[Exercise prompt] Say, as a bare number, how many lines of the listing contain "Trace".

[Data for review]
/---
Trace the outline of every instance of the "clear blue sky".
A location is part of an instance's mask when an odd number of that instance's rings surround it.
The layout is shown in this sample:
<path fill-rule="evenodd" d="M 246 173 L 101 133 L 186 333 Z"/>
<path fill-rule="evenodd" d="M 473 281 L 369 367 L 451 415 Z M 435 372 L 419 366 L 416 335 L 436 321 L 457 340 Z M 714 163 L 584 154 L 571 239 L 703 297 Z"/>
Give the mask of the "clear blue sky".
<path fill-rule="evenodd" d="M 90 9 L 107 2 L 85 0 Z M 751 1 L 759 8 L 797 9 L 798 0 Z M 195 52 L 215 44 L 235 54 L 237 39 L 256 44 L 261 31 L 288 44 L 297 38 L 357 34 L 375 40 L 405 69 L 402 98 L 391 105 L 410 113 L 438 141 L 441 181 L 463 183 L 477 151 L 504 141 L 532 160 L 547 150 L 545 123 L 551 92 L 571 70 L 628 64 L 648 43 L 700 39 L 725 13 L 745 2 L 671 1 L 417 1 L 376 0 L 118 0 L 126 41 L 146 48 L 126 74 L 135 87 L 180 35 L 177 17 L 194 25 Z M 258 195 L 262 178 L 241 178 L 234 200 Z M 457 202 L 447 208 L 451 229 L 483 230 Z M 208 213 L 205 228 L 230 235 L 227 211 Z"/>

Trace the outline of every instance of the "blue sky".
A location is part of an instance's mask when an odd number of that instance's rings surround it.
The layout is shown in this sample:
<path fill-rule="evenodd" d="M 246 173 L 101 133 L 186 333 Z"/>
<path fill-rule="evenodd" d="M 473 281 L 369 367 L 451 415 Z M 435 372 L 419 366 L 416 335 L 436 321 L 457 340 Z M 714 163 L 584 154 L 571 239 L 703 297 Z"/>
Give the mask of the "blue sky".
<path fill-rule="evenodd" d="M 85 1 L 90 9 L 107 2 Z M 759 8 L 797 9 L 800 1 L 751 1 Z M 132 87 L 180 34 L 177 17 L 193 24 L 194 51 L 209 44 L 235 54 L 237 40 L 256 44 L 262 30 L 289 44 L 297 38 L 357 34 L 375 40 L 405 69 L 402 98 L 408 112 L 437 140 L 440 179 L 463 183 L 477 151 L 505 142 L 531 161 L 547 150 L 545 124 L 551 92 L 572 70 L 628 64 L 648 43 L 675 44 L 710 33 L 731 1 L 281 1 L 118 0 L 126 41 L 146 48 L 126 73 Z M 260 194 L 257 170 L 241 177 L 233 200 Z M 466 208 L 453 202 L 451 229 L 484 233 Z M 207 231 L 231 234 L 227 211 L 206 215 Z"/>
\---
/---
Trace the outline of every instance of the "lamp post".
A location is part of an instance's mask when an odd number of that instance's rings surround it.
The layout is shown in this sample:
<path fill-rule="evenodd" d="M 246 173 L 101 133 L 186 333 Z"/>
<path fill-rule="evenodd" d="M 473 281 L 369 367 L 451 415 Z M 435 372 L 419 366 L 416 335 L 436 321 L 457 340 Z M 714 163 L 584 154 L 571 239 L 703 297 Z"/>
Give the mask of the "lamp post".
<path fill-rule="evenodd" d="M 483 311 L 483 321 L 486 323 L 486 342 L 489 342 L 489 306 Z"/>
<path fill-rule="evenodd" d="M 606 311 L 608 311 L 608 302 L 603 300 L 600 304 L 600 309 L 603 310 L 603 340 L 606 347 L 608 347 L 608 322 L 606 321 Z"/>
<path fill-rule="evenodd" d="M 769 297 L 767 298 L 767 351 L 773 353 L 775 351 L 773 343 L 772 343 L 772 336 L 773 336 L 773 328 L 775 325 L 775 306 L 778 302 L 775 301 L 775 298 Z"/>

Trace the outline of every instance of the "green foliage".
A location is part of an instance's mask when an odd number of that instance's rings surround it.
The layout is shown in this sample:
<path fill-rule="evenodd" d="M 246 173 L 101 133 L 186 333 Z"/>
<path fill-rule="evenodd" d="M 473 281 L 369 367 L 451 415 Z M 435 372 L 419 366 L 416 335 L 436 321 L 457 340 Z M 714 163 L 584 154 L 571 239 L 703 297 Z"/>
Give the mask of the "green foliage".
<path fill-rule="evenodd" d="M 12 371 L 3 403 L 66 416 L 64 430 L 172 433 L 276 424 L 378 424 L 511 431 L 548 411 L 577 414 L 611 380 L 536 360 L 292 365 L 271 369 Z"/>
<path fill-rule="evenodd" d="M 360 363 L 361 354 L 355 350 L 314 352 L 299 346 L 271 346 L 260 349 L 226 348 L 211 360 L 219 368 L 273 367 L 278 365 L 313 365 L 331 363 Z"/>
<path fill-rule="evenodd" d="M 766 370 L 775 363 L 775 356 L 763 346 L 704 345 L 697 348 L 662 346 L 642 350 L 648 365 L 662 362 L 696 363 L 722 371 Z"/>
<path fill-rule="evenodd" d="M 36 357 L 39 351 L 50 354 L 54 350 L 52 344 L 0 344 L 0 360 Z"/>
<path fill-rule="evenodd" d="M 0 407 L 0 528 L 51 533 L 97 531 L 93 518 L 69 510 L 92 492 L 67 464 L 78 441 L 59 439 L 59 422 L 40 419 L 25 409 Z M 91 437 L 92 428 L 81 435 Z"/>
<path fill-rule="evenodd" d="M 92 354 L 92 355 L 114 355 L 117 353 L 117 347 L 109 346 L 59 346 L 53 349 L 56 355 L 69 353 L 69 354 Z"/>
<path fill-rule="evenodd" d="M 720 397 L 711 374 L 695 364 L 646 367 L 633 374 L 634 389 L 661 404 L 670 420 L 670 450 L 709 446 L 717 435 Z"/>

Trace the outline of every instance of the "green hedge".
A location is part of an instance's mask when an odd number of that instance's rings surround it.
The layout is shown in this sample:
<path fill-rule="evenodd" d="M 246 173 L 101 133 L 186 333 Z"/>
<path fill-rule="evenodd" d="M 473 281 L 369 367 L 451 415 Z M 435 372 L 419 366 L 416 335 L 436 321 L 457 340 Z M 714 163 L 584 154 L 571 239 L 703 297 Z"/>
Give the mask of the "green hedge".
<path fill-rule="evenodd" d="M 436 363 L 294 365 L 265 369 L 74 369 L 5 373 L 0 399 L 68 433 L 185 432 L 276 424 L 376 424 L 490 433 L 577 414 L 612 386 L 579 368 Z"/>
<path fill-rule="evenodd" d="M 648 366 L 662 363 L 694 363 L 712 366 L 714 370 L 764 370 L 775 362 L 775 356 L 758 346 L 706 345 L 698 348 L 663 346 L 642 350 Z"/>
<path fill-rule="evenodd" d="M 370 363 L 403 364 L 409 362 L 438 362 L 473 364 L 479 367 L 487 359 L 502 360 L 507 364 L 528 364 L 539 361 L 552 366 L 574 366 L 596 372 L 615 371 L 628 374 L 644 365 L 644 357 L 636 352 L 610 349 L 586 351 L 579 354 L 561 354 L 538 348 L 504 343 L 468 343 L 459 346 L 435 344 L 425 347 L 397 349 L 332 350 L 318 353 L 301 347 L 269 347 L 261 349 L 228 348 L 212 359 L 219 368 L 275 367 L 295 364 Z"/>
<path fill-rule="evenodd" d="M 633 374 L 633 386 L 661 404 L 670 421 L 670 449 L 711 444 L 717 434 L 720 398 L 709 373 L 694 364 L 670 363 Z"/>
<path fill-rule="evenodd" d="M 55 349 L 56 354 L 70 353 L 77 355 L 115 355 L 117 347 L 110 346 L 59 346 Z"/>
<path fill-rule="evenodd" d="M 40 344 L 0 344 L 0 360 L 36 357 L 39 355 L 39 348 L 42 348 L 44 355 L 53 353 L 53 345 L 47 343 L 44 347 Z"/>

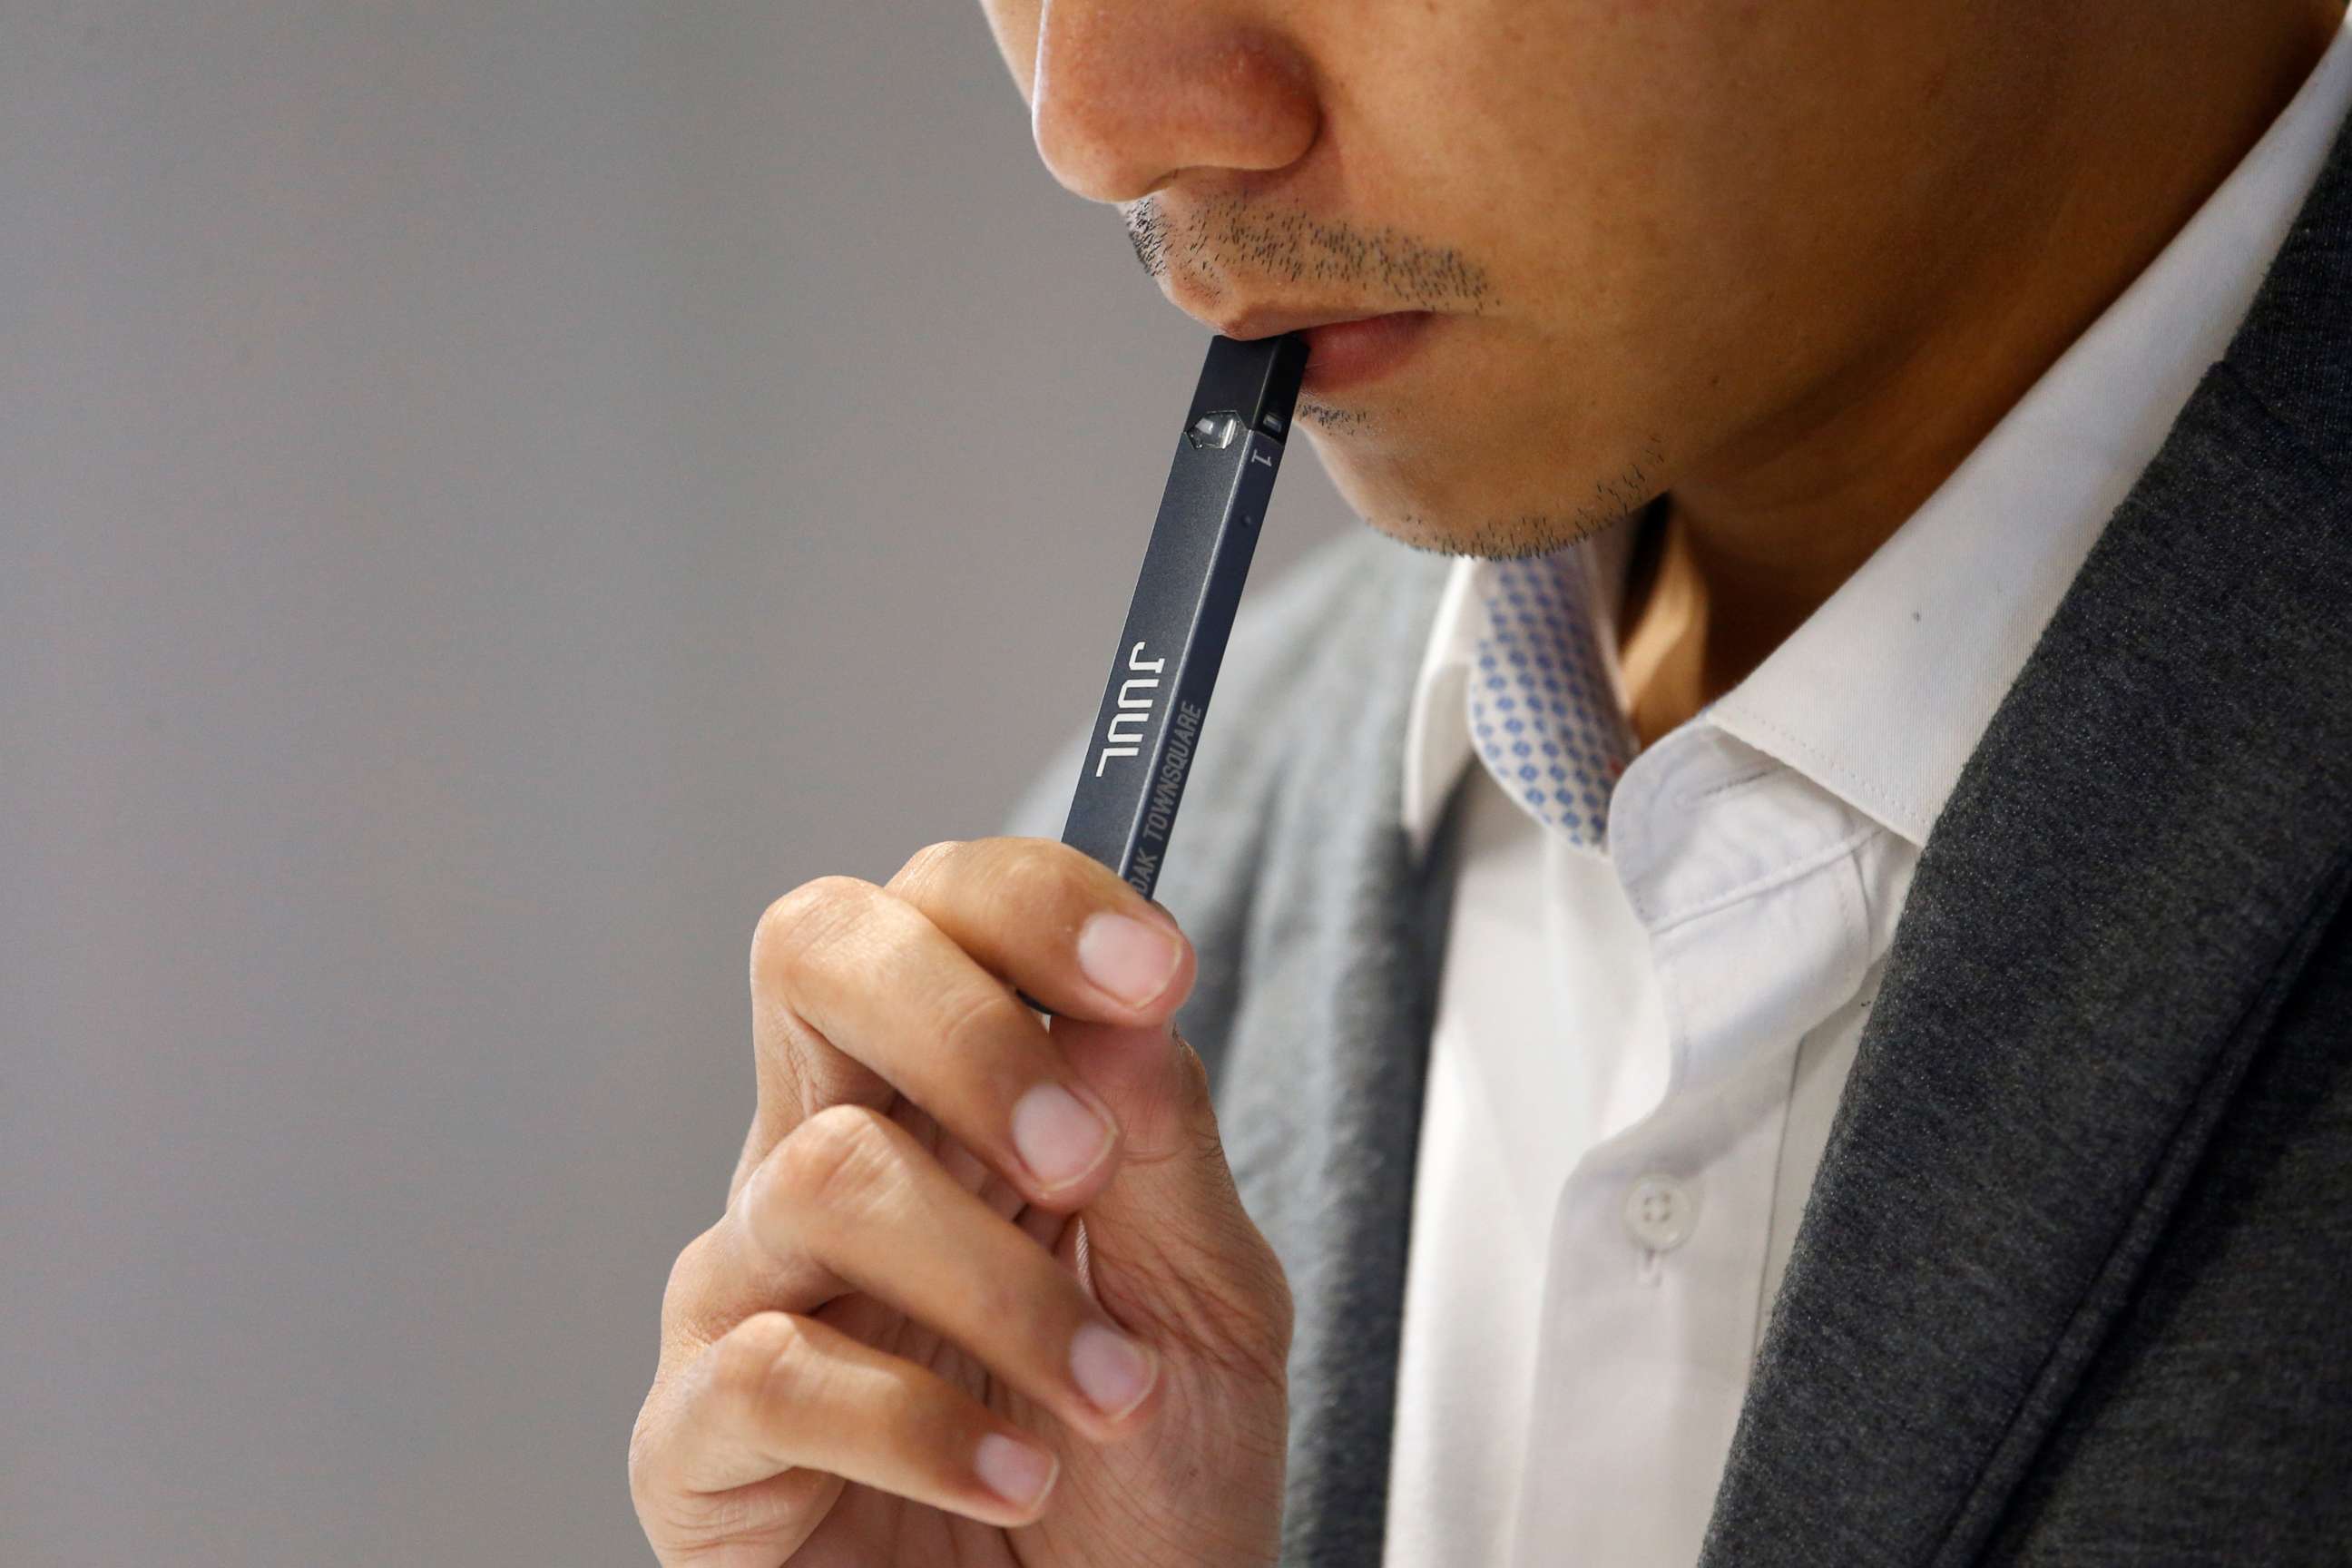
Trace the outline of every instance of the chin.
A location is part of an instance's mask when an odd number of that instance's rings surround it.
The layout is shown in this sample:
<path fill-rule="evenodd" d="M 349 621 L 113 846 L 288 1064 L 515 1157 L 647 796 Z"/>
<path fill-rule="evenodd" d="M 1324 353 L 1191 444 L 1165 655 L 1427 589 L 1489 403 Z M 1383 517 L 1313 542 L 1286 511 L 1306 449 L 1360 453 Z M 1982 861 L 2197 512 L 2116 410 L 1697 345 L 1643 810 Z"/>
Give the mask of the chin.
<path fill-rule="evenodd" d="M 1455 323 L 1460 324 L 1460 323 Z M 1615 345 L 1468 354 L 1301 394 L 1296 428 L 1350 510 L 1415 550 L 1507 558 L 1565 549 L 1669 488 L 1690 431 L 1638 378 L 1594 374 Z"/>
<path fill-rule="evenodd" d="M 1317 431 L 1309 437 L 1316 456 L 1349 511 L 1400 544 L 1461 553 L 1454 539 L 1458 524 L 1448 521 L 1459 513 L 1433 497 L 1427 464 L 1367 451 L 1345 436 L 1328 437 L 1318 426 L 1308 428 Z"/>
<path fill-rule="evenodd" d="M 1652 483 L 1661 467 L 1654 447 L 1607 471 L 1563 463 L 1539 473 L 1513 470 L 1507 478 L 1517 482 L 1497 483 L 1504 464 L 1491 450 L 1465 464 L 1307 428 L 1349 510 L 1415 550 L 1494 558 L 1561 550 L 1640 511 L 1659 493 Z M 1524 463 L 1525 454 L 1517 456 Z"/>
\---
[Result for this task] 6